## THE EXERCISE
Copy every one of the lines below word for word, leaving out the pictures.
BEGIN INFORMATION SUPPLIED
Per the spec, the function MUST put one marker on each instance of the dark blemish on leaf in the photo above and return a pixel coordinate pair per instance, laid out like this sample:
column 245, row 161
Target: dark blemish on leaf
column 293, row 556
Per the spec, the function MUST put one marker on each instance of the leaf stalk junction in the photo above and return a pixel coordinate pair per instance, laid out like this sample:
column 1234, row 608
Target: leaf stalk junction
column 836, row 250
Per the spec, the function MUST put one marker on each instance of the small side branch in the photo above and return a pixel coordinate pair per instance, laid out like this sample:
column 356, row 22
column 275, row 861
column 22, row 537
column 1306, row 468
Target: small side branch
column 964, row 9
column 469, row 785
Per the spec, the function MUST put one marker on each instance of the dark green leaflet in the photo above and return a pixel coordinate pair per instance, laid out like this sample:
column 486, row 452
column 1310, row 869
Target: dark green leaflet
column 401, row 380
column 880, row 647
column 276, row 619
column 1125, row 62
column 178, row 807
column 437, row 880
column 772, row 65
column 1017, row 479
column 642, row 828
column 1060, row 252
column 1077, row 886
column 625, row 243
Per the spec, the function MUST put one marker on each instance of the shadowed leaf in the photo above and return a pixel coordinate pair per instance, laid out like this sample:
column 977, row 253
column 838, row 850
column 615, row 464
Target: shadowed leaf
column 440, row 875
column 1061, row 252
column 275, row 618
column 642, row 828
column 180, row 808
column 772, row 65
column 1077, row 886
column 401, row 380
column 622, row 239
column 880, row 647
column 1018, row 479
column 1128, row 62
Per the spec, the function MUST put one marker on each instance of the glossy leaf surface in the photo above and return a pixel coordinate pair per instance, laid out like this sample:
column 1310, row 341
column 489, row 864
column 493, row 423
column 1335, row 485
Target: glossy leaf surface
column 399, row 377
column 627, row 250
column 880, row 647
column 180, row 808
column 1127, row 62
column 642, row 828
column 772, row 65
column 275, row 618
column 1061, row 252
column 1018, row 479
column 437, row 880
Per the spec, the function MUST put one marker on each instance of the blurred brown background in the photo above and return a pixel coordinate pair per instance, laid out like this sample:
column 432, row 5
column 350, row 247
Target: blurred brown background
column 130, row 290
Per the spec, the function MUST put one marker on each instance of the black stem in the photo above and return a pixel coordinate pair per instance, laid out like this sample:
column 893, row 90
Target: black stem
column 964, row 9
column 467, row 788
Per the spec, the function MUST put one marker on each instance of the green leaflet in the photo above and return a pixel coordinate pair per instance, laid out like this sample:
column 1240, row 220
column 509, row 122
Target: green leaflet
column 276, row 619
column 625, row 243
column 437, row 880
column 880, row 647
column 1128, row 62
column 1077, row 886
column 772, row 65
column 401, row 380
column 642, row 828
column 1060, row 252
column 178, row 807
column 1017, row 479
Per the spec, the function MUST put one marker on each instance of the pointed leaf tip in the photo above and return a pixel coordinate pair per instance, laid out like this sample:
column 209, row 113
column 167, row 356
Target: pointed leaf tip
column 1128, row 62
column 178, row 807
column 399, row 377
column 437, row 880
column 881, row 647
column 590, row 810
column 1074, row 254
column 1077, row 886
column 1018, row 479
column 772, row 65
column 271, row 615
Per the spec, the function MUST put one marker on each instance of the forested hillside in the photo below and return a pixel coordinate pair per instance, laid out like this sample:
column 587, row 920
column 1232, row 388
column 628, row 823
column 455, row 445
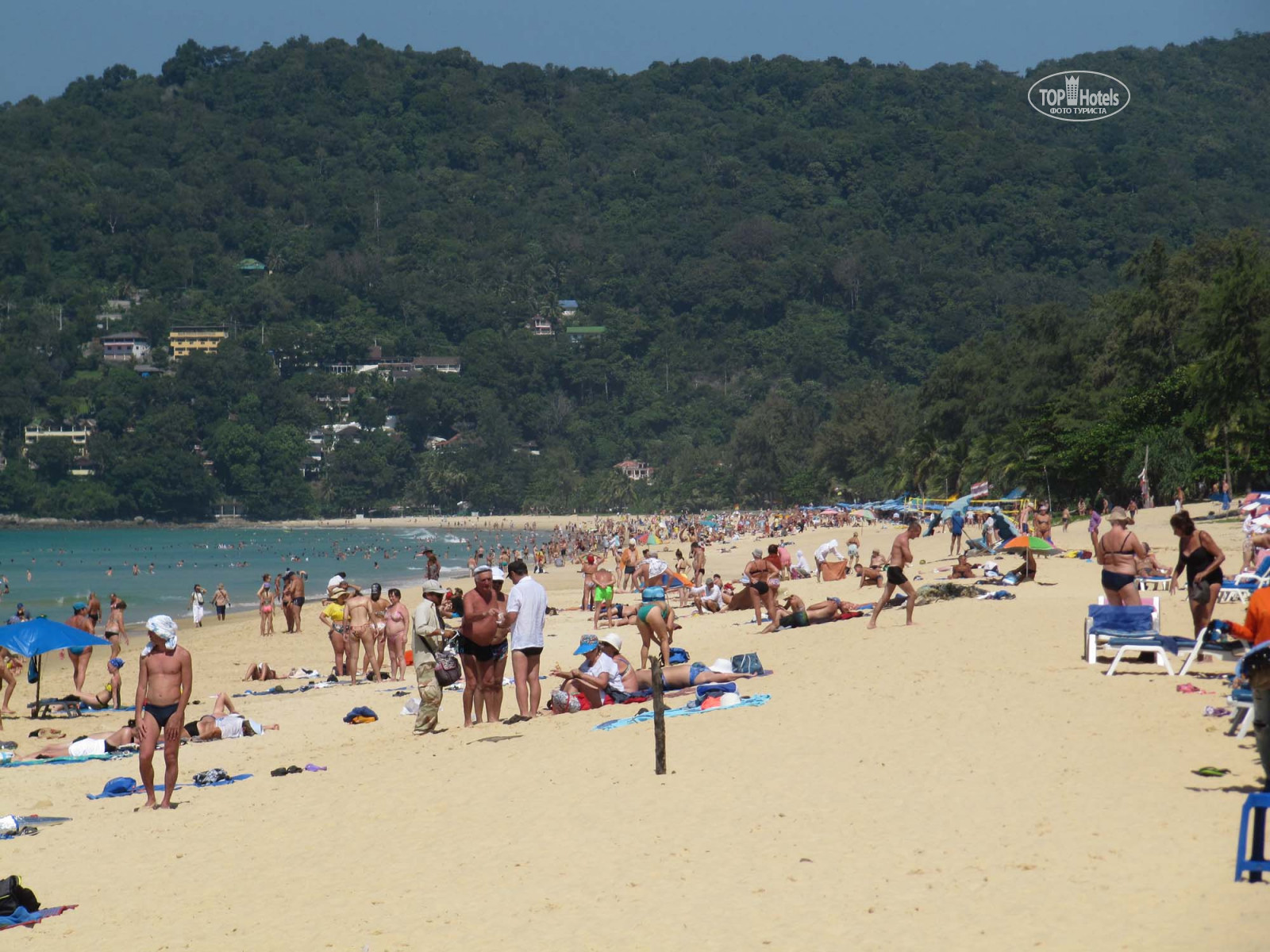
END INFORMATION SUPPLIED
## ANSWER IN FULL
Per the spec, the function MUST put one marker on each instance of the dark blemish on leaf in the photo above and return a pixel coordinate pair per instance, laid out like this sample:
column 245, row 161
Target: dark blemish on leaf
column 293, row 556
Per the spec, the function MUST put one marker on each instance of the leaf stalk junction in the photo above and return a pixel coordinate pair per instance, laid out like this sample:
column 1234, row 608
Target: leaf stalk junction
column 836, row 250
Per the spec, the function MUST put one marker on each instance of the small side branch in the photo above and return a pixel coordinate pair per instance, laid out like this sample:
column 356, row 22
column 275, row 861
column 22, row 537
column 1306, row 468
Target: small side branch
column 964, row 9
column 469, row 785
Per the spec, the function MUST put one marker on each instance of the dark green leaflet in the photo above and return a pixel coordinate pair per instance, laid out like this sample:
column 486, row 452
column 1310, row 869
Target: dark green leaflet
column 401, row 380
column 880, row 647
column 276, row 619
column 1125, row 62
column 178, row 807
column 437, row 880
column 772, row 65
column 1017, row 479
column 642, row 828
column 1060, row 252
column 1077, row 886
column 625, row 243
Per the spec, the function MUST put one marker on each instance of the shadowed leaf in the photo above and return a pixel coordinate pair per instance, laid out like this sample:
column 977, row 253
column 838, row 850
column 615, row 464
Target: shadowed leaf
column 440, row 875
column 1061, row 252
column 275, row 618
column 642, row 828
column 180, row 808
column 772, row 65
column 1077, row 886
column 401, row 380
column 622, row 239
column 880, row 647
column 1018, row 479
column 1128, row 62
Per the spec, the function MUST put one marker on each instance of the glossy leaf surface in the photo above and return a pixel coordinate pair per instance, laid out like this sample:
column 1310, row 341
column 489, row 864
column 493, row 423
column 1335, row 485
Target: glossy leaf surface
column 399, row 377
column 627, row 250
column 880, row 647
column 180, row 808
column 1127, row 62
column 642, row 828
column 772, row 65
column 275, row 618
column 1061, row 252
column 1018, row 479
column 437, row 880
Per the spec, the function MUST put one marker on each instance of the blurred brown background in the photo above and return a pixel coordinate pair per instance, laid out like this sample:
column 432, row 5
column 350, row 247
Target: blurred brown background
column 130, row 290
Per the spec, the function MUST put one marker on each instance of the black stem in the photo above and return a pixel coordinate pair per instance, laid out like this sample:
column 893, row 90
Target: black stem
column 964, row 9
column 467, row 788
Per the spec, the function MUST put one marker on each instance of the green leaflet in the photo above and return a pixel coordinate pair per instance, laid out like this sample:
column 1240, row 220
column 509, row 122
Target: green leaflet
column 276, row 619
column 625, row 243
column 437, row 880
column 880, row 647
column 1128, row 62
column 1077, row 886
column 772, row 65
column 401, row 380
column 642, row 828
column 1060, row 252
column 178, row 807
column 1017, row 479
Per the spec, the function MUST put one marker on each instance of the pointed leaf tip in the photo above and return a pixel coordinate pair per instance, laid out like this sample:
column 209, row 113
column 167, row 356
Target: pointed leaf tip
column 1128, row 62
column 178, row 807
column 399, row 377
column 437, row 880
column 881, row 647
column 590, row 810
column 1074, row 254
column 1077, row 886
column 1018, row 479
column 772, row 65
column 271, row 615
Per the spec, the function MUST put one marker on each instance of the forested hillside in the photo below and return a pixel coordinate pair per instance, laid out like this sample:
column 587, row 920
column 1232, row 388
column 628, row 823
column 455, row 445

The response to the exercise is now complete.